━━━ Document excerpt
A NSW Judge was ‘unhappy’ about delay in a solvency report being prepared for the defendant, in response to what had become a creditor’s ‘aged’ winding up application based on the defendant’s non-compliance with a winding up demand.
On an application for a further adjournment, to 15 June 2020, the Judge described the variable evidence in support, given by the defendant’s lawyer as being
‘very troubling … No one likes to be misled, and I am no exception’.
The Judge accepted the
‘very unusual circumstances [of the COVID-19 pandemic] in which the administration of justice continues to operate’
which prompted her to
‘look beyond’ the solicitor’s affidavits ‘towards his client’
and give the defendant a further two weeks or so to complete the solvency report.
‘the preparation of a solvency report by an expert accountant … does not require a large social gathering’ given it can be done by reviewing records electronically or by email’.
The law requires winding up applications to be determined within 6 months: s 459R Corporations Act. The Judge extended that time to 17 April 2020.
The current crisis impacts all and cases like this may become common, with necessary concessions needing to be made, on all sides.
━━━━━━
━━━ Dataset extract
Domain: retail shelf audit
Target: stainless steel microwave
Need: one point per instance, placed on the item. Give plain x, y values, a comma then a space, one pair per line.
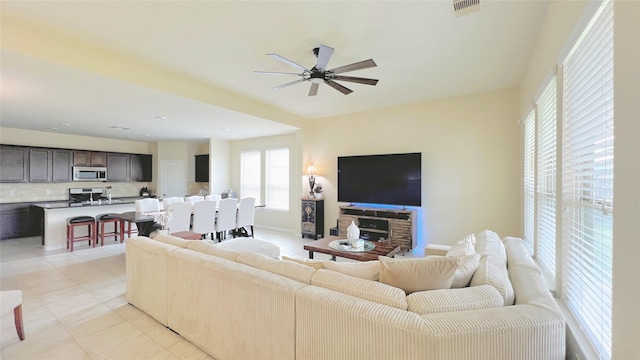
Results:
82, 173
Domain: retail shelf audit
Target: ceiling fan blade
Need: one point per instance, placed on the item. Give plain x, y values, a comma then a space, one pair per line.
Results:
287, 61
275, 73
313, 91
338, 87
324, 54
355, 66
288, 84
355, 79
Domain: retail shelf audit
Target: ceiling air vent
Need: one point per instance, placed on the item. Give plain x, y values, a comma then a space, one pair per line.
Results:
464, 7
━━━━━━
• **Set of tasks**:
[a] According to the text on the delayed solvency report, within what period must winding up applications be determined?
[b] Resume the text about the NSW judge and the delayed solvency report, starting after its last sentence.
The rows have nothing to do with the text about the delayed solvency report.

• **Responses by task**:
[a] Within 6 months, under s 459R of the Corporations Act.

[b]
Insolvency has its own purposes and timelines, here, to deal promptly with a winding up application which if delayed may have adverse economic impact, countered by the need for proper time for a claimed solvent defendant to avoid its demise.
In the current crisis, the balance arguably should be in favour of time extension or adjournment, but at the same time, within limits, with full transparency and disclosure that the courts expect at the best of times.
On a related note, medium neutral reporting of court judgments traditionally is preceded by taxonomic ‘catchwords’ as a shorthand means of alerting readers to the content; but the catchwords do not form part of the judgment as such.
In this matter, the catchwords listed
‘unhappy judge … giving one more chance’
which seems to fall outside catchwords’ usual taxonomy.